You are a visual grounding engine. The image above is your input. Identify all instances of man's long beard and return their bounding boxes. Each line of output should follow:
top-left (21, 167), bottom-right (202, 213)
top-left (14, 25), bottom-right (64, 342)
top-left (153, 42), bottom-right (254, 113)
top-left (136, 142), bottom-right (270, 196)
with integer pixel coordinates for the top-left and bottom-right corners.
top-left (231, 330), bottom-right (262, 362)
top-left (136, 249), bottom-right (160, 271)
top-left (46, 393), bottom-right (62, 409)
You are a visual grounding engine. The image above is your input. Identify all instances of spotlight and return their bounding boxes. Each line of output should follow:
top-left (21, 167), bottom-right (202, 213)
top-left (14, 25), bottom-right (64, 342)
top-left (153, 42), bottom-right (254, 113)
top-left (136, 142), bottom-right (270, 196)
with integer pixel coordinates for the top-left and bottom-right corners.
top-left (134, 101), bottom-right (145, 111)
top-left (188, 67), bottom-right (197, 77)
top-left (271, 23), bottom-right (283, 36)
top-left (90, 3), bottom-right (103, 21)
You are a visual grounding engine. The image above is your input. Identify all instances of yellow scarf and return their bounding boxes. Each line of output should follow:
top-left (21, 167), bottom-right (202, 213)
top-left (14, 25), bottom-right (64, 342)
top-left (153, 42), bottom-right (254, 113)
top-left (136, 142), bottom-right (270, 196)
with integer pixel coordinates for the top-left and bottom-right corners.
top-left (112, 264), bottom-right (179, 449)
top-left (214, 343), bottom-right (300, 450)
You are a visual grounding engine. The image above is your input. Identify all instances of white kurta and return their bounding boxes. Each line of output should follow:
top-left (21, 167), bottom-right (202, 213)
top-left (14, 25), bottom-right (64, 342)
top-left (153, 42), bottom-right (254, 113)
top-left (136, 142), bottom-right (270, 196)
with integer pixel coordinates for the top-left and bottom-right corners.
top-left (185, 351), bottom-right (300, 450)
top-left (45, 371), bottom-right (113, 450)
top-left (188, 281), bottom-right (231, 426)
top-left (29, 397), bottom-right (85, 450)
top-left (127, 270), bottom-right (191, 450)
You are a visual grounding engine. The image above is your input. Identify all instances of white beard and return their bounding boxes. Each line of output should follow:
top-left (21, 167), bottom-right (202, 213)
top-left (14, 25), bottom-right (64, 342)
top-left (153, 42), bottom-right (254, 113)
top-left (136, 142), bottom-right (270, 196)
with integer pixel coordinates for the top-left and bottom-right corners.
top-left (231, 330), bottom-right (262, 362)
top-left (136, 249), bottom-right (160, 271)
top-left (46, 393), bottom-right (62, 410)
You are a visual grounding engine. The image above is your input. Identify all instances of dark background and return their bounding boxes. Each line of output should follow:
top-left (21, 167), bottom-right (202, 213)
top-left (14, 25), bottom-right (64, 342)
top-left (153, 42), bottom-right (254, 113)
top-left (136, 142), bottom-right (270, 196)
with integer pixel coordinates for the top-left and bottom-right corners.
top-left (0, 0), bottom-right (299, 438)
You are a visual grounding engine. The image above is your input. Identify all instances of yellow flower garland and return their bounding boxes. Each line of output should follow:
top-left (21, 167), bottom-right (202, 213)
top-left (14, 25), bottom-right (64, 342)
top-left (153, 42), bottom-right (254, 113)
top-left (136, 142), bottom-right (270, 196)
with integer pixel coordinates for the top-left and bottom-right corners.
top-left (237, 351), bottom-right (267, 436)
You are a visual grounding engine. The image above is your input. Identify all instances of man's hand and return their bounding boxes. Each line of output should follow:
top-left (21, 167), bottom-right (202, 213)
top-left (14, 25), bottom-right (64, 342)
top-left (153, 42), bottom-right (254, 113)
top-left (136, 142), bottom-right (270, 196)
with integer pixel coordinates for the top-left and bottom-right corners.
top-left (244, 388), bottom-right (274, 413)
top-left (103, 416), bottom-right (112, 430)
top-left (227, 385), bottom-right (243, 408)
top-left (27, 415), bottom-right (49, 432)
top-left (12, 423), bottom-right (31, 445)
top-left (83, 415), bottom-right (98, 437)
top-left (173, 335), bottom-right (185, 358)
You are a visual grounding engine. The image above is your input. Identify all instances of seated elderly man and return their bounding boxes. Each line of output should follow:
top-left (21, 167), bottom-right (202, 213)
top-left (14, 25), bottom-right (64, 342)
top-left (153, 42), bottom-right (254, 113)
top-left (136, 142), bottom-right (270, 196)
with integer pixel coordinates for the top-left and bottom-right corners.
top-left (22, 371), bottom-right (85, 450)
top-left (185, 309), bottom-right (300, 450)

:: Problem requirements ::
Render every line of the entries above as a Markdown table with the columns Row and Line, numbering each row and leaving out blank lines.

:: Response to the exercise ::
| Row | Line |
|---|---|
| 1 | You are a visual grounding engine. The image above is your input. Identify all instances of man's long beard and return their bounding boxes. Each line of output should follow: |
| 2 | top-left (21, 167), bottom-right (202, 213) |
| 3 | top-left (14, 25), bottom-right (64, 342) |
| 4 | top-left (153, 42), bottom-right (254, 113) |
| 5 | top-left (136, 142), bottom-right (270, 196) |
| 6 | with integer pixel coordinates for the top-left and bottom-right corners. |
| 7 | top-left (231, 330), bottom-right (262, 362) |
| 8 | top-left (136, 249), bottom-right (160, 271) |
| 9 | top-left (46, 393), bottom-right (62, 409) |
| 10 | You are a visual grounding engine. The image above is your input. Identify all instances of spotlight and return their bounding boxes. Each line of output should follow: |
| 11 | top-left (21, 167), bottom-right (202, 213) |
| 12 | top-left (14, 25), bottom-right (64, 342) |
| 13 | top-left (153, 42), bottom-right (254, 113) |
| 14 | top-left (136, 142), bottom-right (270, 196) |
| 15 | with integer pixel coordinates for the top-left and bottom-right corners. |
| 16 | top-left (134, 101), bottom-right (145, 111) |
| 17 | top-left (188, 67), bottom-right (197, 77) |
| 18 | top-left (271, 23), bottom-right (283, 36) |
| 19 | top-left (90, 3), bottom-right (103, 21) |
| 20 | You are a visual grounding engine. The image above is your input. Identify all instances of yellow scarf and return their bounding boxes. Each line of output should follow: |
| 21 | top-left (21, 167), bottom-right (202, 213) |
| 22 | top-left (14, 25), bottom-right (64, 342) |
| 23 | top-left (153, 42), bottom-right (254, 113) |
| 24 | top-left (136, 142), bottom-right (270, 196) |
| 25 | with integer pixel coordinates for the top-left and bottom-right corners. |
| 26 | top-left (112, 264), bottom-right (179, 449) |
| 27 | top-left (214, 343), bottom-right (300, 450) |
| 28 | You are a visual grounding engine. The image above is your input. Identify all instances of white kurta and return their bounding boxes. Each line of output should follow: |
| 29 | top-left (21, 167), bottom-right (202, 213) |
| 30 | top-left (14, 25), bottom-right (64, 342) |
| 31 | top-left (153, 42), bottom-right (254, 113) |
| 32 | top-left (136, 142), bottom-right (270, 196) |
| 33 | with integer pixel coordinates for the top-left and bottom-right corners. |
| 34 | top-left (185, 351), bottom-right (300, 450) |
| 35 | top-left (45, 371), bottom-right (113, 450) |
| 36 | top-left (188, 281), bottom-right (231, 426) |
| 37 | top-left (29, 397), bottom-right (85, 450) |
| 38 | top-left (127, 270), bottom-right (191, 450) |
| 39 | You are a visual grounding engine. The image above is your input. Identify all instances of white beard and return their bounding boxes. Each line of output should follow: |
| 40 | top-left (21, 167), bottom-right (202, 213) |
| 41 | top-left (14, 25), bottom-right (64, 342) |
| 42 | top-left (153, 42), bottom-right (254, 113) |
| 43 | top-left (136, 142), bottom-right (270, 196) |
| 44 | with integer pixel coordinates for the top-left and bottom-right corners. |
| 45 | top-left (231, 330), bottom-right (262, 362) |
| 46 | top-left (136, 249), bottom-right (160, 271) |
| 47 | top-left (46, 393), bottom-right (62, 410) |
| 48 | You are a visual grounding engine. The image above is your input. Identify all instances of dark background and return their bounding boxes. Each line of output should follow: |
| 49 | top-left (21, 167), bottom-right (202, 213) |
| 50 | top-left (14, 25), bottom-right (64, 342) |
| 51 | top-left (153, 42), bottom-right (254, 113) |
| 52 | top-left (136, 142), bottom-right (270, 196) |
| 53 | with integer pixel coordinates for the top-left and bottom-right corners. |
| 54 | top-left (0, 0), bottom-right (299, 438) |
| 55 | You are a visual grounding engine. The image above is your input. Identify all instances of yellow flower garland and return their bounding boxes. Each line of output should follow: |
| 56 | top-left (21, 167), bottom-right (202, 213) |
| 57 | top-left (14, 25), bottom-right (64, 342) |
| 58 | top-left (153, 42), bottom-right (254, 113) |
| 59 | top-left (136, 142), bottom-right (270, 196) |
| 60 | with integer pixel coordinates for the top-left and bottom-right corners. |
| 61 | top-left (237, 351), bottom-right (267, 436) |
| 62 | You are a visual grounding engine. The image above is your input. Identify all instances of man's hand and return their bounding boxes. Each line of output should follow: |
| 63 | top-left (21, 167), bottom-right (202, 213) |
| 64 | top-left (14, 25), bottom-right (64, 342) |
| 65 | top-left (153, 42), bottom-right (254, 113) |
| 66 | top-left (136, 142), bottom-right (270, 196) |
| 67 | with integer pixel coordinates for the top-left and bottom-right corners. |
| 68 | top-left (244, 388), bottom-right (274, 413) |
| 69 | top-left (103, 416), bottom-right (112, 430) |
| 70 | top-left (227, 385), bottom-right (243, 408) |
| 71 | top-left (27, 415), bottom-right (49, 432) |
| 72 | top-left (12, 423), bottom-right (31, 445) |
| 73 | top-left (83, 415), bottom-right (98, 437) |
| 74 | top-left (173, 335), bottom-right (185, 358) |
| 75 | You are a visual grounding engine. The image above is your input. Identify all instances of seated elderly man and return their bounding boxes. Each line of output should follow: |
| 76 | top-left (21, 167), bottom-right (202, 213) |
| 77 | top-left (14, 25), bottom-right (64, 342) |
| 78 | top-left (153, 42), bottom-right (254, 113) |
| 79 | top-left (136, 142), bottom-right (270, 196) |
| 80 | with integer pixel coordinates for the top-left and bottom-right corners. |
| 81 | top-left (22, 371), bottom-right (85, 450) |
| 82 | top-left (185, 309), bottom-right (300, 450) |